PROBLEMS —
• 1. Decide whether each statement agrees with the linkrev performance thread below, answering yes or no and quoting the deciding words: (a) The reply says the map approach would require BC breakages. (b) Jun Wu points out that 16 bytes are still unused for nodeid. (c) The reply expects upstream Mercurial to accept a BC-breaking hash change.
• 2. Resume the linkrev performance thread below, picking up right after its last sentence.

Linkrev perf

Tue Sep 27 16:31:22 EDT 2016

On 9/27/16 8:24 AM, Jun Wu wrote:
> I changed the subject to reflect the actual topic.
>
> The map or whatever structure to replace one single linkrev to a list of
> "introrev"s (or flags indicating it is not unique) is just a hack.
Sure it's imperfect, but it won't require any BC breakages, and it will 
likely fix the problem for the majority of use cases (by letting us only 
scan the changelog .i for potential ancestor linknodes and avoid 
scanning the changelog .d).
>
> The long-term solution would be something different, ideally each fctx has
> one unique linkrev, and any filelog is a subgraph of the changelog.
>
> It seems we have to add some noise when creating a new filenode to address
> the problem. But hash change is a big BC. So one crazier idea is to extend
> the hash - we still have 16 bytes unused for nodeid everywhere. So it would
> be like:
>
>    - filenode would have extra N bytes for each revision, purely noise
>    - manifest would be the complex part - we need to record those N bytes for
>      each file, while we don't want to have BC or hash change.
>      The solution would be like to have a separated manifest just storing
>      those noises for each file path. So the hash of the main manifest does
>      not change - thus compatible with old clients.
>      Manifest nodeid would be extended by N bytes as well.
>    - changelog nodeid would have a similar change - extra N bytes
>      representing the noise.
I don't fully understand.  You say the extra bytes don't affect the hash 
of the main manifest.  If it's not affecting the hash, how is it fixing 
the problem?  If it does affect the hash, where does it affect it.
>
> That sounds ugly anyway. If we can make a big BC on the hash (just like
> treemanifest), I think it's may be the time to change more things, like:
I honestly don't think we'll be able to make a BC breaking hash change 
in upstream Mercurial.  Nor do I think the benefits outweigh the 
downsides for the community.
>
>    - Include the order of p1, p2 in the hash
The order is already p1-then-p2. Why does it need recording?

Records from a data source
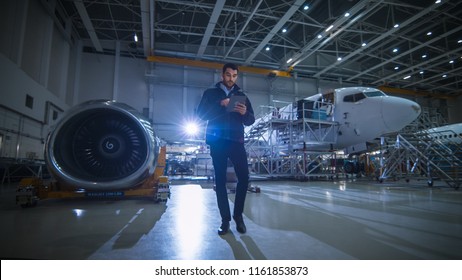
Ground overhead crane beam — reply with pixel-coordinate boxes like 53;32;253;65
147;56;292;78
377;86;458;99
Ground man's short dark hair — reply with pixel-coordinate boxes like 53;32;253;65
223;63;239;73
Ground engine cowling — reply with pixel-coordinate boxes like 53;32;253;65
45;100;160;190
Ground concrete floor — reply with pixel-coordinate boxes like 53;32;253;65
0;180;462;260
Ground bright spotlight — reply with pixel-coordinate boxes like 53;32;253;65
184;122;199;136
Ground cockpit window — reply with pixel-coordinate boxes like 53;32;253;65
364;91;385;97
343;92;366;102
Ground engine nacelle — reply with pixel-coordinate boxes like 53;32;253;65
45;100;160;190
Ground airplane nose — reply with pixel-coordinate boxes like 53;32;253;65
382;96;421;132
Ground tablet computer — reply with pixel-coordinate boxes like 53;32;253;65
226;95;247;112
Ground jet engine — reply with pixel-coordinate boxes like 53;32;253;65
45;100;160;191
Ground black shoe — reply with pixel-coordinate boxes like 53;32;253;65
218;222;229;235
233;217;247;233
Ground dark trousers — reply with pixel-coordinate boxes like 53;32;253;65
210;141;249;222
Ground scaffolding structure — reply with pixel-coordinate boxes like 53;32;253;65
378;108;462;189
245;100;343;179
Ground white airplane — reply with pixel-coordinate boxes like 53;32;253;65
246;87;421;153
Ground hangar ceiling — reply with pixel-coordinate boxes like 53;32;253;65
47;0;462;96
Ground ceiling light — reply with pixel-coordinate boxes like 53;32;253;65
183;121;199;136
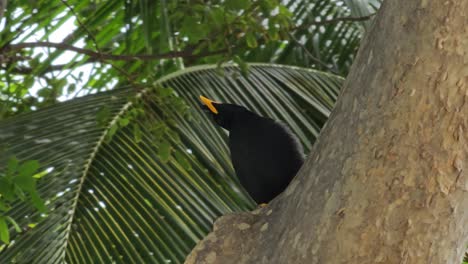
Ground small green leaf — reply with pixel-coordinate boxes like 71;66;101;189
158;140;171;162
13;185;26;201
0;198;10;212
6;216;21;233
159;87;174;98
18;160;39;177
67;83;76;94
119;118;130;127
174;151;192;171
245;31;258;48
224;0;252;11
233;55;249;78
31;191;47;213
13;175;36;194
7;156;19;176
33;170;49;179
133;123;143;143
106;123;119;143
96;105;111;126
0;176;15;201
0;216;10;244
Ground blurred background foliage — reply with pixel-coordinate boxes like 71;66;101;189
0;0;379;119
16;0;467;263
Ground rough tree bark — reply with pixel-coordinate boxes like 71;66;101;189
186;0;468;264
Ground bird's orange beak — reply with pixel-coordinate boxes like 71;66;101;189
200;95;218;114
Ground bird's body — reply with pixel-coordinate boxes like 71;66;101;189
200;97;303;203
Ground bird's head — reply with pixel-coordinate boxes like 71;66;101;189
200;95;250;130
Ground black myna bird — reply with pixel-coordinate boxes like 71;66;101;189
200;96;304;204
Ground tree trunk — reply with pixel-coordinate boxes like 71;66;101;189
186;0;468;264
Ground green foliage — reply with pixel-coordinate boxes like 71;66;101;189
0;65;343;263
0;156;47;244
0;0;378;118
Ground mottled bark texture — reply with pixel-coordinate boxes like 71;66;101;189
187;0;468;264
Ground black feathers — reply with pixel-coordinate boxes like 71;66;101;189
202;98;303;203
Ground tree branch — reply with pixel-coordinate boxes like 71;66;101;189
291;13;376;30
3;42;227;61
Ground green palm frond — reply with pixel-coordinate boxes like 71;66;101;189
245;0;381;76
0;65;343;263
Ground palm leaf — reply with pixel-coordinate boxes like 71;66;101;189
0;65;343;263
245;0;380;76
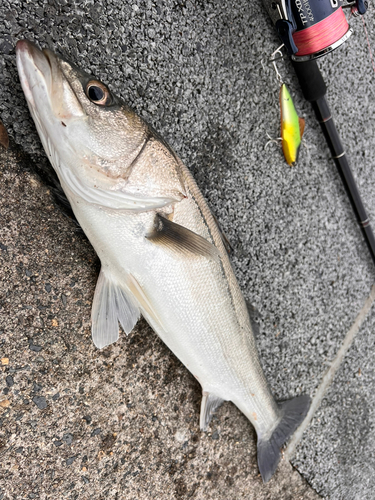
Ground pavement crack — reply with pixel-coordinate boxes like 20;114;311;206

THE RESPONSES —
• 1.
(a) No: "it won't require any BC breakages"
(b) Yes: "we still have 16 bytes unused for nodeid everywhere"
(c) No: "I honestly don't think we'll be able to make a BC breaking hash change"

• 2.
>    - Like git, hash file blobs without parentids, say it's blobid, so we can
>      reuse blobs for copies, reverts, and across repos.
>    - Generate some noise (like, uuid) for each changeset being created
>      (thanks Durham for this idea), in filelog, let nodeid = hash((blobid,
>      p1, p2, intro-changeset-uuid)). The uuid could be reused for the amend
>      case.
(this was Matt's idea.  I just regurgitated it)
>
> Notes:
>
>    - The noise is a dig at my own "reduce-noise" attempt. I was planning to
>      move amend_source etc. to obsstore. But after a second thought, I
>      believe we have to have some kind of noises for performance regarding on
>      single file traversal.
>    - We could provide a command to hash the tree if we have the blob layer,
>      for users who want to check if two commits have the exactly same file
>      contents.
>
> Excerpts from Pierre-Yves David's message of 2016-09-27 16:08:33 +0200:
>> On 09/24/2016 07:59 PM, Jun Wu wrote:
>>> By the way, I just encountered an _adjustlinkrev related perf issue when
>>> working on fastannotate internally. introrev (_adjustlinkrev) can take up
>>> seconds (and sadly it just returns ctx.linerev() most of the time). Seconds
>>> is unacceptable comparing with the annotate logic which only takes tens of
>>> milliseconds.
>> Did you check that that the ancestry context where properly inherited
>> from one check to another, this helps with the cost of adjustlinkrev.
>>
>>> I think a stupid way to make it better is to have a map of {fctxnode:
>>> [linknode]}. To make the map small, it only stores entries where
>>> len([linknode]) > 1. The challenge would be how to keep the map up-to-date.
>> A smaller step would be to have a fast way to know if a fnode is used
>> more than once. We can skip linkrev adjustment for anything with only
>> one entry.
>>
>> A "multiple entry flag" have this interesting similarity with other
>> proper with are considering bitmap for: "public", "obs". It is a
>> "forward only" property and we could reuse transaction safe logic for
>> all of them.
>>
>>
>> Building a very basic version of this (eg: no cache invalidation, simple
>> json on disk) would be a good way to get some number and see how much it
>> actually improves performance.